(存储数据)

········

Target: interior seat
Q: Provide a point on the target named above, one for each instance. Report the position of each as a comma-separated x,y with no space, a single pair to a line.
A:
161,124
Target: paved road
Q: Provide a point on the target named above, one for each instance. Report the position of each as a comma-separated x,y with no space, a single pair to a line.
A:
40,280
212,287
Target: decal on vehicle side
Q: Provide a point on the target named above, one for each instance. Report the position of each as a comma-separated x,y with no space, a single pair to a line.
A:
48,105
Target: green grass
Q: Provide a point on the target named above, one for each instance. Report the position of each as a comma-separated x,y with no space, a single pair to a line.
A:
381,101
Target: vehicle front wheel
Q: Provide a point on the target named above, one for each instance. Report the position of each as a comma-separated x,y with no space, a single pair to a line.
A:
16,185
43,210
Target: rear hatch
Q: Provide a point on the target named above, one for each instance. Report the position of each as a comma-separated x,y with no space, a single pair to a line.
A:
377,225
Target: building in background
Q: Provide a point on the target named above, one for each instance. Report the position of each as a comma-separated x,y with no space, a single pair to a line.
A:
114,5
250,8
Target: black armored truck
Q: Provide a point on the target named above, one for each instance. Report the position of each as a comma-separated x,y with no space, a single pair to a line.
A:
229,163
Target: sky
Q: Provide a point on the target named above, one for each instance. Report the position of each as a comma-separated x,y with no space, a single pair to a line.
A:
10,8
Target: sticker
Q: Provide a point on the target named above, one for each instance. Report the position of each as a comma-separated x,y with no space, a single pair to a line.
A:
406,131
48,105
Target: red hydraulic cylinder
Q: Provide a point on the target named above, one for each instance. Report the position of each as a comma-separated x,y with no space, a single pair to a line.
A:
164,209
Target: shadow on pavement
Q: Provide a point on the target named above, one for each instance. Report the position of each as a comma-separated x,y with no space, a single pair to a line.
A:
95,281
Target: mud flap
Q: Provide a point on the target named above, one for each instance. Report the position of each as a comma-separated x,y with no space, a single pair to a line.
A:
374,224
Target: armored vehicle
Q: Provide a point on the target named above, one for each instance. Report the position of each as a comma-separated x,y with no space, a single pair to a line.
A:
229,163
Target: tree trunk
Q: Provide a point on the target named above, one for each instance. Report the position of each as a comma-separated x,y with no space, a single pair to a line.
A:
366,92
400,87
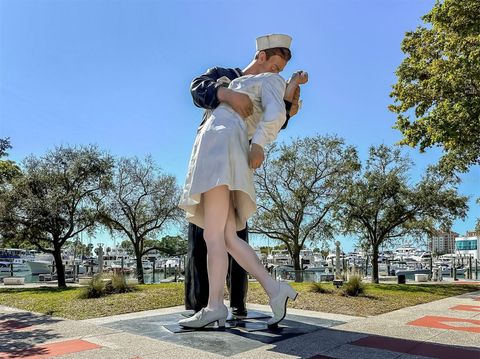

········

(任务): 把上面条目中含有字符串“vehicle”的行全部原样摘录出来。

(任务答案):
Target: decal on vehicle side
Target: vehicle front wheel
Target: armored vehicle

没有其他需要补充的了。